### Aim of the task
Copy out the items below, starting at the line that has "of the dried" and stopping after the line that has "[(550, 244)]", with their requests included. Offset every coordinate in the answers by adding 115, and leave the numbers in the requests and their sample forms unchanged.

--- Begin Extracted material ---

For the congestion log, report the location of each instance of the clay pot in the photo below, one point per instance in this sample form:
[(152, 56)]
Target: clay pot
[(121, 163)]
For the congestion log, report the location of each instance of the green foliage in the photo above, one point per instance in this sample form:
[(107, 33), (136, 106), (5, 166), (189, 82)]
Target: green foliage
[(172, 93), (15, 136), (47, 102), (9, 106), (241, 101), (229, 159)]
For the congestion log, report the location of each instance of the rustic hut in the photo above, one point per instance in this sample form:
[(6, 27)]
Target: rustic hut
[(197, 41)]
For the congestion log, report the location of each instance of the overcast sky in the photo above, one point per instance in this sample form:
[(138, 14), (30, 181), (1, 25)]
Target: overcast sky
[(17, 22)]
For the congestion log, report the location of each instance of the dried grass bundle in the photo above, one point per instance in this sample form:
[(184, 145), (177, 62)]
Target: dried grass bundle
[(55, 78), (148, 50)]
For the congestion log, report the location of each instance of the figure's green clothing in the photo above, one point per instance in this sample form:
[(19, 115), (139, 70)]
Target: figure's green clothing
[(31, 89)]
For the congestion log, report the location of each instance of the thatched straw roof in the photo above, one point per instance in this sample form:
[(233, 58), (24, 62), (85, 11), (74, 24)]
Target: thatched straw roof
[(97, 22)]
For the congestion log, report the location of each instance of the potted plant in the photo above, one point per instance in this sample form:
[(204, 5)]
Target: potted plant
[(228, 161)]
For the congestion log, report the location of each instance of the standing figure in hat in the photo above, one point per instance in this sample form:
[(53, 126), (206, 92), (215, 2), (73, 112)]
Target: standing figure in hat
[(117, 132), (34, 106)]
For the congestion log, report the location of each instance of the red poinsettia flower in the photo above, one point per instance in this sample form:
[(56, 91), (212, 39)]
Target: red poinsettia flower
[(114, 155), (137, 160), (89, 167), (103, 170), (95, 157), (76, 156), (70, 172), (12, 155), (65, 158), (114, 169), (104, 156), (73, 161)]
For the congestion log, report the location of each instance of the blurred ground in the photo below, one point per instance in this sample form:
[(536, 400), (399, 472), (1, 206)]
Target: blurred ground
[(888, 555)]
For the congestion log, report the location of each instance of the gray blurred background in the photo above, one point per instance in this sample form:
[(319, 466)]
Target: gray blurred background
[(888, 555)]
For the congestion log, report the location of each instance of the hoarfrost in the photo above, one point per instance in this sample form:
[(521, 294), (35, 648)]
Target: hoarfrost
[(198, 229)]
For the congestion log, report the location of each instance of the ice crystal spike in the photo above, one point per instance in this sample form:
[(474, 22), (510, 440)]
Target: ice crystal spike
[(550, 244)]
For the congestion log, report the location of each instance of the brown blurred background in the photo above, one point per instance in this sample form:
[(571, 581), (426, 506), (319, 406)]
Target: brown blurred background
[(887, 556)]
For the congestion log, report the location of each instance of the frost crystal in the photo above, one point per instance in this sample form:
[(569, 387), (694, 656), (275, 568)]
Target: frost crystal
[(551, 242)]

--- End Extracted material ---

### Reply
For the congestion log, report the location of each instance of the dried grass bundle in the photo above, one point per instance in this sample form:
[(184, 145), (177, 62)]
Target: dried grass bundle
[(170, 193), (263, 165)]
For the congestion log, report the location of each instance of the figure's green clothing in the photo above, one point per instance in this sample form:
[(19, 115), (139, 70)]
Target: figure's green clothing
[(146, 204)]
For the congestion log, report the location of each instance of the thatched straw roof in the photo above, one point per instance in this sample form:
[(233, 58), (24, 62), (85, 11), (74, 24)]
Target: thatched straw roof
[(212, 137)]
For the congestion log, report the location of each instance of the potted plant in the photo above, one point per instance in this sample form:
[(204, 5)]
Target: potted plant
[(343, 276)]
For the congestion log, report the location of each instance of the standing figure in hat in the photo above, one point per instance in this sample form:
[(53, 126), (206, 92), (215, 2), (73, 112)]
Target: standing figure in hat
[(232, 247), (149, 221)]
For the congestion log, report the location of each instance of the red poinsettia flower in the photo above, one point per instance in this sample form:
[(56, 91), (212, 39)]
Target: red poinsettia flower
[(229, 270), (252, 275), (204, 282), (218, 285), (210, 272), (191, 271), (185, 287), (127, 270), (180, 273), (229, 284), (219, 271), (188, 276)]
For the congestion log, report the location of each instance of the blurred ground in the photo below, one point per instance in this sample form:
[(536, 400), (399, 472), (1, 206)]
Target: blurred ground
[(1003, 670)]
For the congestion log, report the location of each instance of the gray blurred background in the photo above, one point per instance in this sample form:
[(319, 466)]
Target: gray blurred background
[(1003, 670)]
For the congestion log, report the location of each instance of the hoarfrost in the photo above, one point per instance in this sample form:
[(521, 294), (35, 648)]
Target: hoarfrost
[(313, 344)]
For the congestion log, report the location of each instance of the ice crystal spike in the photo above, one point per instance in this sample form:
[(474, 22), (510, 440)]
Target: ice crystal spike
[(665, 359)]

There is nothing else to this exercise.